▶ What needs to be done:
Return every one of the records below word for word, leaving out the pictures.

▶ Entries:
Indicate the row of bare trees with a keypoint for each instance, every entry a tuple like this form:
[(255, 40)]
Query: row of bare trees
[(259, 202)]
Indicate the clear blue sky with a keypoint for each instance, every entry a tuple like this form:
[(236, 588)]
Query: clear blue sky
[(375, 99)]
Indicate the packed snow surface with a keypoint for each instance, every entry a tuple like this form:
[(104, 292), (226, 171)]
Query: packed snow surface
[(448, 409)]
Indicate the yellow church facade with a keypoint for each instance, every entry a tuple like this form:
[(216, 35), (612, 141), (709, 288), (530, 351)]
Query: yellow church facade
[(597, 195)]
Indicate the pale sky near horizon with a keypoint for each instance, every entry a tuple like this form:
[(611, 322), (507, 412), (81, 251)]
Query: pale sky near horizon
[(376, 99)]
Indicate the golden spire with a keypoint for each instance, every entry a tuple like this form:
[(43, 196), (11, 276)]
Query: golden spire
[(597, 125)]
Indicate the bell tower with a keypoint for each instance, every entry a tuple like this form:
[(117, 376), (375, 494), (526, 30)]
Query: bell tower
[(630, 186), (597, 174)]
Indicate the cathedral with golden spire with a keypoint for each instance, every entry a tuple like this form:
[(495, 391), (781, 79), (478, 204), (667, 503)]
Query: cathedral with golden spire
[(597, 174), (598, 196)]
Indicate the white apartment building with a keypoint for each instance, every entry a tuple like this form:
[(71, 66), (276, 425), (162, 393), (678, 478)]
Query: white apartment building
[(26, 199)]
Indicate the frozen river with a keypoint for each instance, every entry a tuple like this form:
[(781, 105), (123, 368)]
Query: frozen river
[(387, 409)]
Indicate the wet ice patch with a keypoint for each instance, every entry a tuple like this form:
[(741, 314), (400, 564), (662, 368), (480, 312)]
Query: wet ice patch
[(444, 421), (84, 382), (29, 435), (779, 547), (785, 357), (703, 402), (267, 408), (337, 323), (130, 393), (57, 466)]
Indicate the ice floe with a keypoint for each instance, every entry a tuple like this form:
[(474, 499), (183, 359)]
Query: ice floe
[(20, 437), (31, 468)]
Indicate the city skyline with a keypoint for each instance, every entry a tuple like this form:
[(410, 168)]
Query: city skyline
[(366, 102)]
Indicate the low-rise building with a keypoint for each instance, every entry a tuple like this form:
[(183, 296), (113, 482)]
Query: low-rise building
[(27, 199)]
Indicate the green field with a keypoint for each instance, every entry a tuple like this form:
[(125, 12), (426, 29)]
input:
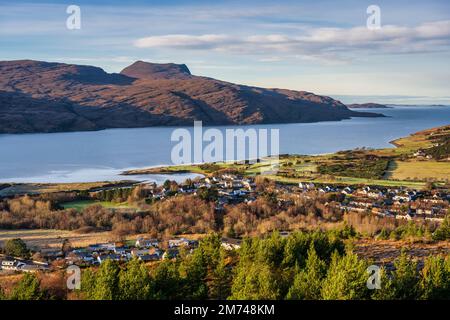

▶ Completed exercise:
Indicate the row of bare trees with a keypoint for each instance, every entry a tuple like this form:
[(255, 40)]
Query: row of bare trees
[(259, 202)]
Indicate the clear blue sky with a keypoint for each instance, every entry a tuple like this form:
[(236, 588)]
Query: clear blue sky
[(375, 99)]
Indicate the packed snow surface with a keypoint for each instance, every entry a tuple like this form:
[(104, 292), (226, 171)]
Query: packed snow surface
[(448, 409)]
Indicate the yellow church facade with a keypoint for each instance, every entry a tuple like this form:
[(216, 35), (612, 141), (709, 288), (530, 351)]
Query: yellow church facade
[(597, 195)]
Indicate the pale sky near horizon with a keypoint for each instance, every entry a tuple like this form:
[(611, 322), (507, 412), (81, 251)]
Query: pale sky near horizon
[(376, 99)]
Indicate the golden spire with a keypoint for each instance, every entry a tuple like this form:
[(43, 196), (11, 276)]
Query: golden spire
[(597, 125)]
Indicate the bell tower with a keypoint for each instance, every entry a tuple like this form:
[(117, 376), (375, 494), (526, 30)]
Query: bell tower
[(630, 186), (597, 174)]
Indicate the cathedral with golden spire with a keypoint for each instance, every entry a tuple like this form:
[(495, 391), (781, 79), (478, 204), (667, 503)]
Query: cathedral with golden spire
[(597, 174), (598, 196)]
Indicate the white apartment building with a keypoint for each instance, every entry a tuple like this form:
[(71, 66), (276, 425), (162, 393), (678, 478)]
Query: white apartment building
[(26, 199)]
Indicate the frozen river with a keypoint for each instance, every entry a tuple like this form:
[(781, 105), (123, 368)]
Query: frozen river
[(387, 409)]
Indicate the wet ice patch with a keypoint for each instance, every entry a tuple like this form:
[(741, 314), (400, 564), (662, 368), (480, 312)]
Query: wet ice patch
[(444, 421), (84, 382), (29, 435), (779, 547), (785, 357), (703, 402), (267, 408), (337, 323), (130, 393), (57, 466)]
Indicate the ice floe with a keypoint for each instance, every entry a tuple like this form:
[(474, 499), (183, 359)]
Query: ice floe
[(20, 437), (31, 468)]
Indicate the city skyline with a keypoint for each instance, every entry a tuple like this form:
[(410, 168)]
Query: city skyline
[(366, 102)]
Indicate the low-rise building with a keypoint for each instance, every entry a tuple like this form:
[(183, 296), (113, 482)]
Query: low-rise building
[(27, 199)]
Indicate the green field with a keypoint for each instance, every entry a tuple like this form:
[(125, 12), (426, 29)]
input:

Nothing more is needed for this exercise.